[[ SUPPLIED DATA open ]]

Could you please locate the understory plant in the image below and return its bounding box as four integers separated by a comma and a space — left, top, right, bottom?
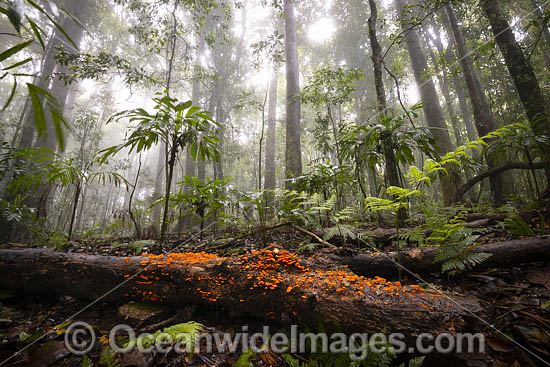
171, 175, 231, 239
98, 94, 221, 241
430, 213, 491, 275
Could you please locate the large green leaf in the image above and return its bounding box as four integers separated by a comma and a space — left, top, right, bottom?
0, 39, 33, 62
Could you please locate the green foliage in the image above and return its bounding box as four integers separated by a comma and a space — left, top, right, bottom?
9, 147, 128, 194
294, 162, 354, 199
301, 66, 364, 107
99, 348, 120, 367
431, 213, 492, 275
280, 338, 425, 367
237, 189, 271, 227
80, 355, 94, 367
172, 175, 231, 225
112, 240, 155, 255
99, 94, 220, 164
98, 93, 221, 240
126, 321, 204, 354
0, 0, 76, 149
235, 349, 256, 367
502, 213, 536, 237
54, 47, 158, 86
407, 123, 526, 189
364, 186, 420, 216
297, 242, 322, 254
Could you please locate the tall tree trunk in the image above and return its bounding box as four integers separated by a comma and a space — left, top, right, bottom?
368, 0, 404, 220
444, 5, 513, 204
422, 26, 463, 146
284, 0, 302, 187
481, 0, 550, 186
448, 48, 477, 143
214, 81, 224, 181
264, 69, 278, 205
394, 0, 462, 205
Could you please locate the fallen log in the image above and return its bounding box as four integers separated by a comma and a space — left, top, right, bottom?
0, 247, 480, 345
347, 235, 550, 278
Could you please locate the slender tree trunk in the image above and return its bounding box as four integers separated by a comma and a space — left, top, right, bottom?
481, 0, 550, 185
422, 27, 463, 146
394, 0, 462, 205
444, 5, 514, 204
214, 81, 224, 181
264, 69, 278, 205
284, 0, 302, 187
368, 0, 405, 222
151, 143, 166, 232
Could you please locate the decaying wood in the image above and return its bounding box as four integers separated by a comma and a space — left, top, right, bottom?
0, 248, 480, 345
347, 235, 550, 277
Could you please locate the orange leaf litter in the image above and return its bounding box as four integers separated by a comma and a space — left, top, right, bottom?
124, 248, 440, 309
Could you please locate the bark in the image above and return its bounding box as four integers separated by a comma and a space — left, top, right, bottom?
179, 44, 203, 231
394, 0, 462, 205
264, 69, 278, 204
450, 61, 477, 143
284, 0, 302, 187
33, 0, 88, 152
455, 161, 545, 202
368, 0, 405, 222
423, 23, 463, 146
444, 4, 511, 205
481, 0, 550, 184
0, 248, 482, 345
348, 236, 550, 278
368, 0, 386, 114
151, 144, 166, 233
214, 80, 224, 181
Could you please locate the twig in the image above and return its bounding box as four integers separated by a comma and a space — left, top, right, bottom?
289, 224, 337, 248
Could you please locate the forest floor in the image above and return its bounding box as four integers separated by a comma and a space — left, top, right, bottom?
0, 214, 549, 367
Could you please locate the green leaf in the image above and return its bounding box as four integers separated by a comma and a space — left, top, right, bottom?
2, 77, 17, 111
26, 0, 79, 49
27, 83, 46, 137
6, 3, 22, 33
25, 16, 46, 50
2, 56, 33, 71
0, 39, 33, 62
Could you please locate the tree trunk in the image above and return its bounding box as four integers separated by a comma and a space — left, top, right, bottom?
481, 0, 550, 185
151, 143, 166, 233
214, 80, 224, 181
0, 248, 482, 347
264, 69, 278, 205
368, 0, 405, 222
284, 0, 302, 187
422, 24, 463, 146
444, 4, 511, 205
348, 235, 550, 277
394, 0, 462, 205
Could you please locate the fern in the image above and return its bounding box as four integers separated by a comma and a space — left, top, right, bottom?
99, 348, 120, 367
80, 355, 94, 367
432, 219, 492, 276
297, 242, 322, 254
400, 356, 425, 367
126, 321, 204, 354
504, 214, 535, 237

[[ SUPPLIED DATA closed ]]

▶ [REQUIREMENT] The reply should contain all of the data above, word for word, with no pictures.

▶ [TASK ANSWER]
Could you please locate the understory plant in the image below and return its bounding box as four integers separated by a comma and a space — left, top, right, bottom?
171, 175, 231, 239
98, 94, 221, 241
430, 213, 491, 275
Could you please locate the large green leaf in the image above and return its bounding box as four integers separated by a comma and a space — left, top, right, bottom?
0, 39, 33, 62
Could you please locate the green foliage in the image above and return its bounding box as four integers separated by a comma and a space — left, top, right, bottom?
9, 147, 128, 194
294, 162, 354, 199
301, 66, 364, 107
99, 348, 120, 367
431, 213, 492, 275
280, 338, 425, 367
237, 189, 271, 227
80, 355, 94, 367
172, 175, 231, 225
112, 240, 155, 255
99, 94, 220, 164
98, 93, 221, 240
126, 321, 204, 354
0, 0, 76, 149
235, 349, 256, 367
502, 213, 536, 237
54, 47, 158, 86
407, 123, 526, 189
364, 186, 420, 216
297, 242, 322, 254
Could you please locate the tall tree trunk in the image above and return its bounding box as four integers separated by a comma and a space — left, top, right, bottom?
368, 0, 404, 220
444, 5, 513, 204
422, 26, 463, 146
284, 0, 302, 187
481, 0, 550, 186
448, 48, 477, 143
214, 81, 224, 181
264, 69, 278, 205
394, 0, 462, 205
Could you please locate the fallen log in the image above and return its bounding box as four integers separated by a comma and a space — left, top, right, bottom?
0, 247, 480, 345
347, 235, 550, 278
Could you please locate the slender tree trunk in the image above and return its bounding box as four integers separated by a comma and a space — left, top, right, bottom?
481, 0, 550, 185
422, 27, 463, 146
394, 0, 462, 205
444, 5, 514, 204
214, 81, 224, 181
264, 69, 278, 205
284, 0, 302, 187
368, 0, 405, 222
151, 143, 166, 232
Could you please locate the decaying wood in the image above and return its bounding box as four integers separated by a comma and a space — left, top, right, bottom?
0, 248, 480, 345
347, 235, 550, 277
Could you please locate the orange leaf litter in the image above and return its bounding box as four integers separated by a comma and a space — left, top, right, bottom?
124, 248, 440, 309
Could you please locate the bark in the image above and return its bounding box as four integers separated by a comma and a space — left, top, right, bottom?
179, 44, 203, 231
394, 0, 462, 205
264, 69, 278, 204
450, 61, 477, 143
284, 0, 302, 187
33, 0, 88, 152
455, 161, 545, 202
368, 0, 405, 222
423, 23, 463, 146
444, 4, 511, 205
481, 0, 550, 184
0, 248, 482, 345
348, 236, 550, 278
368, 0, 386, 114
151, 144, 166, 233
214, 80, 224, 181
Could you please locate the twig in the image above and return its bounding box as four integers separated by a comma and a space — left, top, right, bottom?
289, 224, 337, 248
Could you please locate the forest floor in the image above and return its bounding box as four integers separated by a comma and a space — left, top, right, bottom?
0, 214, 549, 367
Could you please locate the green leaf in the image above and return its bounding box as four integers separated by a comma and a space — left, top, right, bottom?
2, 77, 17, 111
26, 0, 79, 49
27, 83, 46, 137
6, 3, 22, 33
25, 16, 46, 50
2, 56, 33, 71
0, 39, 33, 62
Could you please locate the tree trunk in the image above and return its bounding box as four integers separated by a comma and a space — left, top, right, bottom?
481, 0, 550, 185
151, 143, 166, 233
214, 80, 224, 181
0, 248, 482, 347
264, 69, 278, 205
368, 0, 405, 222
284, 0, 302, 187
422, 24, 463, 146
444, 4, 511, 205
348, 235, 550, 277
394, 0, 462, 205
Could you please locate the fern in the image above and return its bounding box as four integers separated by a comma and a space — left, top, right, bottom?
99, 348, 120, 367
80, 355, 94, 367
432, 219, 492, 276
297, 242, 322, 254
400, 356, 425, 367
126, 321, 204, 354
504, 214, 535, 237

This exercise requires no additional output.